§ **Directions**
Change every occurrence of "thickest part" to "widest part" in the rows below, and reproduce all the rows with everything else left unchanged.

§ **Provided data**
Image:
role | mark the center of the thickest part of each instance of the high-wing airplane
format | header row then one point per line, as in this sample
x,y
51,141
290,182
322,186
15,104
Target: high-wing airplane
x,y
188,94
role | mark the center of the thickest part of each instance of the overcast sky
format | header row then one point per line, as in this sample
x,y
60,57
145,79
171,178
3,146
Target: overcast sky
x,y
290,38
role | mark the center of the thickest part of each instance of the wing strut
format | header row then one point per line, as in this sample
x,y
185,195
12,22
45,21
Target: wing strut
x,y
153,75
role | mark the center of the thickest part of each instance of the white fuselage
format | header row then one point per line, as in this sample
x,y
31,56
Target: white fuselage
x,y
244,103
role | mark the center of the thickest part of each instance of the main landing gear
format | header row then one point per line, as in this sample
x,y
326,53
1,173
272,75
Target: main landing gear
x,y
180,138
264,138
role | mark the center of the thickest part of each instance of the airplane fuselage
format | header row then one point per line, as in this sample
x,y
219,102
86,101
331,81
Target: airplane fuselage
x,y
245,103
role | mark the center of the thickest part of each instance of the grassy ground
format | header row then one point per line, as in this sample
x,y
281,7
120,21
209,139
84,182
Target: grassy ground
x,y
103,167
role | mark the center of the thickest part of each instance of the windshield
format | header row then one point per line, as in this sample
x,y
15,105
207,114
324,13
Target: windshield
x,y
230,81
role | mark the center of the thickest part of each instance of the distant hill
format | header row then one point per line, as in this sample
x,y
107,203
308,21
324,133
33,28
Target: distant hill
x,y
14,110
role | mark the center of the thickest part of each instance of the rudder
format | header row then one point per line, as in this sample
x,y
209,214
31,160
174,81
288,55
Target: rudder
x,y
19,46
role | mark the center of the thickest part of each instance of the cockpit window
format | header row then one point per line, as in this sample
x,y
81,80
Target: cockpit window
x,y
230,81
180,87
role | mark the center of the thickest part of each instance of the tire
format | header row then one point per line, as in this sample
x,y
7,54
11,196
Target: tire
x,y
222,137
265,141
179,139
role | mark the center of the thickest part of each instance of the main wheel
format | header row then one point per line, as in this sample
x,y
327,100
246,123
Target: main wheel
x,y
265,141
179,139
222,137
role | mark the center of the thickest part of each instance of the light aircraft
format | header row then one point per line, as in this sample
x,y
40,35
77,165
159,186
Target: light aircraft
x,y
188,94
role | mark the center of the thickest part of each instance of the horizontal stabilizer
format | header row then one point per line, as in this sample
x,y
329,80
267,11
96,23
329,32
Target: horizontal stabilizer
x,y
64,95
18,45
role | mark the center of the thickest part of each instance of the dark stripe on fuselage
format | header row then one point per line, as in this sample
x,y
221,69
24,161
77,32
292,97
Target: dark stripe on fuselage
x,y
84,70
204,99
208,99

§ **Complete output**
Image:
role | mark the center of the widest part of each instance of the high-wing airplane
format | header row then one point per line, as in this sample
x,y
51,141
290,182
322,186
15,104
Target: high-wing airplane
x,y
188,94
role | mark the center of the widest part of each instance of the overcast sky
format | header row then one point per line, as in this sample
x,y
60,57
145,79
171,178
3,146
Target: overcast sky
x,y
290,38
role | mark the center of the widest part of each instance of the wing strut
format | header row then one point per line, as in this sample
x,y
185,195
12,22
45,21
Target: wing strut
x,y
153,75
role | mark the center of the widest part of each instance of the white fuselage
format | header row then one point per line, as in this sample
x,y
31,56
Target: white fuselage
x,y
244,103
role | mark the center of the widest part of each instance of the main landing gear
format | header row then one point per line, as in this sample
x,y
326,53
1,173
272,75
Target: main landing gear
x,y
180,138
264,138
role | mark the center of the widest part of each instance of the airplane fuselage
format | header row then one point per line, as in this sample
x,y
219,102
86,101
331,81
Target: airplane fuselage
x,y
245,103
role | mark the center of the widest part of each instance of the grassy ground
format | header row then one point per line, as in this sample
x,y
281,7
120,21
209,139
84,182
Target: grassy ground
x,y
103,167
role | mark the center of the widest part of each instance of the windshield
format | header row then one point per line, as in this sample
x,y
15,105
207,114
324,13
Target: windshield
x,y
230,81
role | mark the center of the widest part of each instance of the distant hill
format | header row then one point per line, as in this sample
x,y
107,203
308,21
324,133
33,28
Target: distant hill
x,y
14,110
role | mark the center of the widest part of each instance of the rudder
format | header row then one point per line, as in this sample
x,y
209,214
31,160
174,81
288,55
Target: rudder
x,y
19,46
role | mark the center of the widest part of each instance of the cockpit window
format | header row then one point per line, as in this sample
x,y
81,80
Target: cockpit window
x,y
230,81
180,87
role | mark the center of the widest part of each instance of the tire
format | header row then one point per line, as in this sample
x,y
7,54
11,196
Target: tire
x,y
222,137
265,141
179,139
role | mark the center of the widest part of each instance of the main wheel
format | header row then one point per line, as in this sample
x,y
327,100
246,123
Target: main wheel
x,y
265,141
179,139
222,137
role | mark the center of the widest part of each instance of the light aircraft
format | header row then one point per line, as in this sample
x,y
40,35
77,165
159,186
Target: light aircraft
x,y
188,94
role | mark the center of the widest part of each instance of the horizontal stabilizer
format | header row then one point per line, as in this sample
x,y
329,80
267,11
96,23
329,32
Target: horizontal stabilizer
x,y
64,95
18,45
role | mark the center of the widest part of each instance of the dark stripe on fuselage
format | header row then one point per line, as in this sample
x,y
221,69
24,161
77,32
292,97
Target: dark stripe on fuselage
x,y
84,70
204,99
208,99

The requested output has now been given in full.